Task to complete
Some lines below hold "girl". Pick them out and copy them.

Exercise inputs

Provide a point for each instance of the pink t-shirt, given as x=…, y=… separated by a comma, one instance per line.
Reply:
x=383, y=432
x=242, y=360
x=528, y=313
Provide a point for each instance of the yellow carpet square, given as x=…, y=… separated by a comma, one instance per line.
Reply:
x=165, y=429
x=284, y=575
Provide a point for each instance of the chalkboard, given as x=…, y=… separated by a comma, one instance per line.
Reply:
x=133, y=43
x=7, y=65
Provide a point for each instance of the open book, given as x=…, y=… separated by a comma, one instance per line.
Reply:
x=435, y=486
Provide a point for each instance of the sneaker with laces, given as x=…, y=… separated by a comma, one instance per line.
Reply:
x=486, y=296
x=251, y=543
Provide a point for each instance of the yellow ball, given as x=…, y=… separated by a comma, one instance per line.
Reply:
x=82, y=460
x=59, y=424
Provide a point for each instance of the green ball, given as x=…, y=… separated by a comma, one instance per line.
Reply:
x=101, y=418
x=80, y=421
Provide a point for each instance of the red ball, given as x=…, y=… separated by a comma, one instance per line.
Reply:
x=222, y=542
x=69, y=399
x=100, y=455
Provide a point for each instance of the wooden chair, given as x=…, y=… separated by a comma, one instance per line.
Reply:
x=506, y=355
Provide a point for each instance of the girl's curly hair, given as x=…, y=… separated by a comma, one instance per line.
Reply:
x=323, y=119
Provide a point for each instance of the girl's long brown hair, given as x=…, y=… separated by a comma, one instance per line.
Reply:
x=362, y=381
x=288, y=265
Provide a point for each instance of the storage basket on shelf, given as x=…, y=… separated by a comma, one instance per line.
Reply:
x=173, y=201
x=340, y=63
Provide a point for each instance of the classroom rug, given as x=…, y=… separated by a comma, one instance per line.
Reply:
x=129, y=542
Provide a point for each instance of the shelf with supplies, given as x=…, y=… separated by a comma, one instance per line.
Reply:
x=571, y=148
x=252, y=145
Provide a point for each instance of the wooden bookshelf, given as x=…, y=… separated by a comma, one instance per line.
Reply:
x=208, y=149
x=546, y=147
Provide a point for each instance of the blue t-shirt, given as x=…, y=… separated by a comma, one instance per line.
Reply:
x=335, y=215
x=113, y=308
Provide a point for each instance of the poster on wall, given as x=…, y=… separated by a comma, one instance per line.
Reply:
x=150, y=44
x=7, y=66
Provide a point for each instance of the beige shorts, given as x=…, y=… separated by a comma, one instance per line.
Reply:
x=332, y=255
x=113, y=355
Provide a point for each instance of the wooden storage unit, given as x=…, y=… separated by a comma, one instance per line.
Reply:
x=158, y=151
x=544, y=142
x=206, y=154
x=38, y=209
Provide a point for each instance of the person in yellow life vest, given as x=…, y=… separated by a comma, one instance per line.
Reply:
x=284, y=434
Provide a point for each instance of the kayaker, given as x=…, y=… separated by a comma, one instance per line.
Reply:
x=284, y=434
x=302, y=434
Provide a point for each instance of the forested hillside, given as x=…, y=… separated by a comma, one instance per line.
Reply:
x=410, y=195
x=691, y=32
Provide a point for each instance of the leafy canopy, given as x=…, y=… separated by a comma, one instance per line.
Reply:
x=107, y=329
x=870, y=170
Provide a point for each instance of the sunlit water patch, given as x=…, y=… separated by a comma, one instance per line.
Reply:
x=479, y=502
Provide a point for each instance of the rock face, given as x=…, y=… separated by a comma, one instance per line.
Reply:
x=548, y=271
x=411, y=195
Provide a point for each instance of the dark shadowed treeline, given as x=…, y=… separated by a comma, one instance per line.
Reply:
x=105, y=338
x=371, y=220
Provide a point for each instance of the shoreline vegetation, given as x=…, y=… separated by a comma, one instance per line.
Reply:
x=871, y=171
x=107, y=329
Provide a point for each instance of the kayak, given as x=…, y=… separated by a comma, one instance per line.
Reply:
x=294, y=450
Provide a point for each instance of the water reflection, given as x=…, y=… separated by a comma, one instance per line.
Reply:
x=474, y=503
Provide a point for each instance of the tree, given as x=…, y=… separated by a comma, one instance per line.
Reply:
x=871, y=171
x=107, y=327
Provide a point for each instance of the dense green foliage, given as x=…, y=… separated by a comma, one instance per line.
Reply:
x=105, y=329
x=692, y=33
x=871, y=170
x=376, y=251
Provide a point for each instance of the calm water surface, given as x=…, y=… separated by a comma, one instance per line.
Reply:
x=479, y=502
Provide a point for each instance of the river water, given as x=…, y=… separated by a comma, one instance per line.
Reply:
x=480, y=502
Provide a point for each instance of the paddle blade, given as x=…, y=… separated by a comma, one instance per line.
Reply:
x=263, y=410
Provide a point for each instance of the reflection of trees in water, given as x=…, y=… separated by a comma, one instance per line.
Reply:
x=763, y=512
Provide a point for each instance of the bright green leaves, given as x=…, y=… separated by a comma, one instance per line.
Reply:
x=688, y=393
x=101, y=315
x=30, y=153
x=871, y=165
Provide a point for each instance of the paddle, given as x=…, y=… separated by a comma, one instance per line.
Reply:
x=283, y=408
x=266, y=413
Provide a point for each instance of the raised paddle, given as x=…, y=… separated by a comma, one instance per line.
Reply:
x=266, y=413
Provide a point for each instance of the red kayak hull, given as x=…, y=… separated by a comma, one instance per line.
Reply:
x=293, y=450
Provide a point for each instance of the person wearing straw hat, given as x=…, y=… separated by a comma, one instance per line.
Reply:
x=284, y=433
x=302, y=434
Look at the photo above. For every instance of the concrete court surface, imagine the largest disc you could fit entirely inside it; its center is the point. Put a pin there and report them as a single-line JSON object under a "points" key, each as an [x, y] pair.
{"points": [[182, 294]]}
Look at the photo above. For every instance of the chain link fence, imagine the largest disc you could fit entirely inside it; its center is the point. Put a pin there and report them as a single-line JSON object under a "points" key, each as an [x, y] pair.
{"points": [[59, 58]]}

Final answer
Provide a point for each instance of the girl's curly hair, given as x=…, y=… separated by a comma, one instance per line.
Provide a point for each instance of the girl's long brown hair, given as x=…, y=… separated by a comma, one instance per line.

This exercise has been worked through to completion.